Job: Copy every line of the data below word for word, with no changes.

Dataset:
^^^^^^^^
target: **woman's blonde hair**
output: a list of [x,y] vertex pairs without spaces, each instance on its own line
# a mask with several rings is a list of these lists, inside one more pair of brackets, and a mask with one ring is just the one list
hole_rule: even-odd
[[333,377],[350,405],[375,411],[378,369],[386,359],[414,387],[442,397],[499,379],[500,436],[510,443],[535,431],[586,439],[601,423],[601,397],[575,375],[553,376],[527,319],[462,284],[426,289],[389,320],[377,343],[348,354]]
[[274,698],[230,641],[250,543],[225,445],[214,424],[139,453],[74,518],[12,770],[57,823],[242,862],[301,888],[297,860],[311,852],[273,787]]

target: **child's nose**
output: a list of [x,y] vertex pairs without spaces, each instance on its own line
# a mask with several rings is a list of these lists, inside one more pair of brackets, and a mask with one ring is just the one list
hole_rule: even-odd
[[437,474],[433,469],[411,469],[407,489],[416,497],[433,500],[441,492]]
^^^^^^^^
Output for this exercise:
target: **woman's blonde hair**
output: a list of [x,y] vertex pairs without spaces, each instance on its own line
# a mask with several rings is a list of these lists, inside one more pair of brackets, and a mask with one ring is just the one list
hole_rule: even-odd
[[333,377],[350,405],[375,411],[378,369],[386,359],[414,387],[442,397],[499,379],[500,436],[510,443],[535,431],[586,439],[601,423],[601,397],[575,375],[553,376],[527,319],[462,284],[426,289],[389,320],[377,343],[348,354]]
[[274,698],[230,641],[250,543],[225,445],[214,424],[139,453],[74,518],[12,770],[57,823],[242,862],[301,888],[297,860],[311,852],[273,787]]

target: **child's nose**
output: a list of [x,y] vertex pairs without spaces, each instance on its own line
# a mask with several rings is a list of these lists, inside one more pair of brackets, and a mask with one ring is just the one list
hole_rule: even-odd
[[437,474],[433,469],[411,469],[407,489],[416,497],[433,500],[441,492]]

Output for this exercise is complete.